**What to produce:** Copy all of the items below word for word, leaving out the pictures.

**Stored records:**
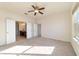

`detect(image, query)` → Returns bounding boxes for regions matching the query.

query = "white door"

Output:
[26,23,32,38]
[34,24,38,37]
[6,19,16,44]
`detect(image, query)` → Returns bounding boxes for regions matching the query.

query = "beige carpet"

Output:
[0,37,76,56]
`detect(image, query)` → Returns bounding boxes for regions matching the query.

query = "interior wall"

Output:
[0,10,34,45]
[71,4,79,56]
[37,11,71,42]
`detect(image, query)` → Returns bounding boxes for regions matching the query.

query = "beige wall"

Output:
[37,11,71,42]
[71,4,79,56]
[0,10,34,45]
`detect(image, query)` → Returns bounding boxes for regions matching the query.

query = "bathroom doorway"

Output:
[16,21,27,41]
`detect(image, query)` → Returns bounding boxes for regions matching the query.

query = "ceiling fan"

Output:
[24,5,45,16]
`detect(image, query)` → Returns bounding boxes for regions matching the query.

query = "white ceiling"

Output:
[0,2,73,18]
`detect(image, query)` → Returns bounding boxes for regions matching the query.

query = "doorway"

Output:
[16,21,27,41]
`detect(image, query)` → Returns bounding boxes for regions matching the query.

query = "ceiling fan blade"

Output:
[34,12,36,16]
[38,7,45,10]
[28,10,34,12]
[32,5,36,9]
[24,13,28,15]
[39,11,44,14]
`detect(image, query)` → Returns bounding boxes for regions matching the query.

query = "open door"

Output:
[6,19,16,44]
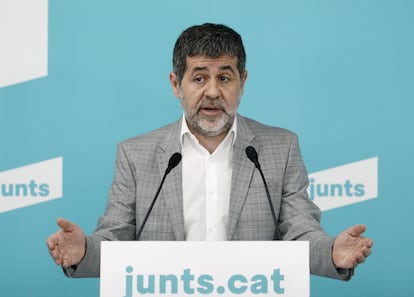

**Task answer:**
`detect(image, query)` → Returns bounding boxes for regions matching the query.

query = "white door"

Output:
[26,23,32,38]
[34,24,38,37]
[6,19,16,44]
`detect(image, query)` → Returns bounding boxes for regions matching the query.

query = "beige carpet"

Output:
[0,37,76,56]
`detect(image, query)` → Returns bounding boxes for regions matching the query.

query = "interior wall"

Output:
[0,10,34,45]
[71,4,79,56]
[37,11,71,42]
`detect(image, query)` → Returns bounding boxes for regions matching the query.

query = "beige wall"

Output:
[37,11,71,42]
[71,4,79,56]
[0,10,34,45]
`detect(image, query)` → Returns bounding boxes for regions matching the query.

query = "bathroom doorway"

Output:
[16,21,27,41]
`detect(image, query)` → Returns bounding boxes for regions matching the query.

query = "ceiling fan"

Output:
[24,5,45,16]
`detect(image, query)` → Returns bounding boxes for regions matching the query.

query = "white ceiling"

Output:
[0,2,73,18]
`detect(image, query)` → Returns bounding boxes for regions matching the query.

query = "doorway"

Output:
[16,21,27,41]
`detect(image, query)` → Returns bounding boxes for regions matching the query.

query = "ceiling fan blade"

Output:
[34,12,36,16]
[38,7,45,10]
[28,10,34,12]
[32,5,36,9]
[24,13,28,15]
[39,11,44,14]
`detect(image, query)` → Returns bounding boxes for regions matching the query.

query = "open door"

Output:
[6,19,16,44]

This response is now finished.